*TEXT UNDER STUDY*:
----
Yeah, rolled my eyes at this one. Archer can go mano-a-mano with a Klingon warrior for minutes on end, but one swipe from a tin-badge twerp in a top hat and he drops like a tipsy cheerleader. Then he turns around at the end and one-handedly beats the hell out of a virtually identical thug while arterial blood spews from a crater in his shoulder. Uh huh.
Re the episode, I don’t think it was great, but it sure didn’t suck the way it could have sucked. Some decent moments, like Trip trying to nudge the horse into motion, or Reed blasting T’Pol and snickering at the bad guy, or Archer burning through the walkway from below.
My observation is that this is the first episode that clearly and successfully throws back to Kirk-era Trek the way the Bermaga originally said was their intention. It’s not a realistic scenario, and they don’t go overboard trying to convince us it’s plausible; they just set it up and leave it alone.
The real point, just as it was for Kirk-era Trek, is the metaphor: It’s about the sins of the ancestors being visited on the descendants, and about how progress cannot be made as long as the great-great grandchildren are still being scapegoated and punished for the crimes of their long-dead forefathers. Given how today we’re still bogged down in the debate over reparations for American slavery, the position taken by the episode is unambiguous and somewhat controversial. Metaphorically, it presents an alternate reality in which the Black Panthers managed to win their revolution, take over the country, and subject Whitey to the same oppression as they believed their slave ancestors suffered; and the episode says, rather clearly, that anyone still nursing those sorts of resentments is stupid and stands in the way of progress.
----
*Dataset entries*:

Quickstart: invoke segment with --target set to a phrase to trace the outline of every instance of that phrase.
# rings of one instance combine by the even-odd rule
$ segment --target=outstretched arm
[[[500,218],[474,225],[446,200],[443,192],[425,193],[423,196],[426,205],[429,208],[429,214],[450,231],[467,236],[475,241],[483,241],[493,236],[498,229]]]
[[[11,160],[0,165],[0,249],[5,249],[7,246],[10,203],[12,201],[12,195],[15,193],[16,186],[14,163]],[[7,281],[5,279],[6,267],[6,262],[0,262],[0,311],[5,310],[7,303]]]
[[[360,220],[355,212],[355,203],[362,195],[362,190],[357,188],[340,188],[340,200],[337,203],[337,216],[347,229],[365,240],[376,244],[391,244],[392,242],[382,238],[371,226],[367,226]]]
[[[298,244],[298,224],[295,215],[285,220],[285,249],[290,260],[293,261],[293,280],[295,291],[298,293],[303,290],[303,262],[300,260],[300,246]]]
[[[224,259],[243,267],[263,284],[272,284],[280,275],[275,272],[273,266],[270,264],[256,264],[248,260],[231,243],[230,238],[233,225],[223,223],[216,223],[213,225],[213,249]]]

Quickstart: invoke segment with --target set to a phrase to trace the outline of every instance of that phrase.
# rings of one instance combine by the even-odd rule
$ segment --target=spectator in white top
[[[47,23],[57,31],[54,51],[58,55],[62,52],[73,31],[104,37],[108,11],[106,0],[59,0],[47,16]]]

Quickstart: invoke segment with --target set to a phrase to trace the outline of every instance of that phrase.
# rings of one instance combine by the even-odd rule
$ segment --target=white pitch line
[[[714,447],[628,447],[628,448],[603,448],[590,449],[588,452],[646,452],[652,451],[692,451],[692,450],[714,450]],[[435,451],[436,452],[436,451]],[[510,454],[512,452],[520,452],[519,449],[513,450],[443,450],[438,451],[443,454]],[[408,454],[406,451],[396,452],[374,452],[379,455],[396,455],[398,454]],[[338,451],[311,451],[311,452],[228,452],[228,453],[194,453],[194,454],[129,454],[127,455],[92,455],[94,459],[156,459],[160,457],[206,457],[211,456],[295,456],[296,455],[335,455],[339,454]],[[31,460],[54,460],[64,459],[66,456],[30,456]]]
----
*TASKS TO PERFORM*:
1/ Rewrite everything in the episode comment from "Re the episode, I" down to "walkway from below.", changing "horse" to "mule".
2/ For each statement, answer yes or no based on the episode comment, and quote the words that decide it. (a) The writer thinks the episode was great. (b) Reed snickers at the bad guy. (c) The episode works hard to convince viewers that its scenario is plausible.

*ANSWERS IN ORDER*:
1/
Re the episode, I don’t think it was great, but it sure didn’t suck the way it could have sucked. Some decent moments, like Trip trying to nudge the mule into motion, or Reed blasting T’Pol and snickering at the bad guy, or Archer burning through the walkway from below.

2/
(a) No: "I don’t think it was great"
(b) Yes: "Reed blasting T’Pol and snickering at the bad guy"
(c) No: "they don’t go overboard trying to convince us it’s plausible"